*** GIVEN RECORDS Section Begins ***
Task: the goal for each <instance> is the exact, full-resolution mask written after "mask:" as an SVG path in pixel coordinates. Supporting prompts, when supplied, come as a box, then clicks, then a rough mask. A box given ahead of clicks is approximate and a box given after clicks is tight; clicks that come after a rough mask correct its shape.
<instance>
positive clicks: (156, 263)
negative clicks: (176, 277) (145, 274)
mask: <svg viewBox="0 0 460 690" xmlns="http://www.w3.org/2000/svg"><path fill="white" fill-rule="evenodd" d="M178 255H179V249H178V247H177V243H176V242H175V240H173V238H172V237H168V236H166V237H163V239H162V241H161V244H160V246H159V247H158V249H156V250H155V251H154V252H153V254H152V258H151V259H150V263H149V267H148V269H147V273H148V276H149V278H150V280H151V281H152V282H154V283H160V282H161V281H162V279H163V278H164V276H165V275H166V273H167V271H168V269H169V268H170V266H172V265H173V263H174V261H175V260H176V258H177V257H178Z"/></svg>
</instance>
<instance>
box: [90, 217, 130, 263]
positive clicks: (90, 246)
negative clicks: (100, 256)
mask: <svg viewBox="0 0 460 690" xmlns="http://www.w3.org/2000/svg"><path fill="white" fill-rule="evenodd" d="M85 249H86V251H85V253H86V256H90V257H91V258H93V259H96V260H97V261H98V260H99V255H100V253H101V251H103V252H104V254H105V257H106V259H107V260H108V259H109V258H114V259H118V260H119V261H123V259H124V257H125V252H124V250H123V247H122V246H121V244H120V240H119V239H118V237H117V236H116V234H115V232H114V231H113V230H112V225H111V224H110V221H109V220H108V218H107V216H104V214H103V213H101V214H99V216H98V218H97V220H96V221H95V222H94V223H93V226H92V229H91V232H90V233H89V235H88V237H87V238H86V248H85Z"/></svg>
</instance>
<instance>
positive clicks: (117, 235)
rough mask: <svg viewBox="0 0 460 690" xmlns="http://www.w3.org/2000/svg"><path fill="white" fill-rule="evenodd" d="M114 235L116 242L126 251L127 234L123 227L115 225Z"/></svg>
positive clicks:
*** GIVEN RECORDS Section Ends ***
THE PROBLEM
Go through the entries above and write each one out exactly.

WRITTEN REPLY
Task: the goal for each <instance> is the exact, full-resolution mask written after "mask:" as an SVG path in pixel coordinates. Supporting prompts, when supplied, come as a box, then clicks, then a rough mask. A box given ahead of clicks is approximate and a box given after clicks is tight; clicks that come after a rough mask correct its shape.
<instance>
positive clicks: (156, 263)
negative clicks: (176, 277) (145, 274)
mask: <svg viewBox="0 0 460 690" xmlns="http://www.w3.org/2000/svg"><path fill="white" fill-rule="evenodd" d="M178 255H179V249H178V247H177V243H176V242H175V240H173V238H172V237H168V236H166V237H163V239H162V241H161V244H160V246H159V247H158V249H156V250H155V251H154V252H153V254H152V258H151V259H150V263H149V267H148V269H147V273H148V276H149V278H150V280H151V281H152V282H154V283H160V282H161V281H162V279H163V278H164V276H165V275H166V273H167V271H168V269H169V268H170V266H172V265H173V263H174V261H175V260H176V258H177V257H178Z"/></svg>
</instance>
<instance>
box: [90, 217, 130, 263]
positive clicks: (90, 246)
negative clicks: (100, 256)
mask: <svg viewBox="0 0 460 690" xmlns="http://www.w3.org/2000/svg"><path fill="white" fill-rule="evenodd" d="M85 249H86V251H85V253H86V256H90V257H91V258H93V259H96V260H97V261H98V260H99V255H100V253H101V251H103V252H104V254H105V257H106V259H107V260H108V259H109V258H114V259H118V260H119V261H123V259H124V257H125V252H124V250H123V247H122V246H121V244H120V240H119V239H118V237H117V236H116V234H115V232H114V231H113V230H112V225H111V224H110V221H109V220H108V218H107V216H104V214H103V213H101V214H99V216H98V218H97V220H96V221H95V222H94V223H93V226H92V229H91V232H90V233H89V235H88V237H87V238H86V248H85Z"/></svg>
</instance>
<instance>
positive clicks: (117, 235)
rough mask: <svg viewBox="0 0 460 690" xmlns="http://www.w3.org/2000/svg"><path fill="white" fill-rule="evenodd" d="M114 235L116 242L126 251L127 234L123 227L115 225Z"/></svg>
positive clicks:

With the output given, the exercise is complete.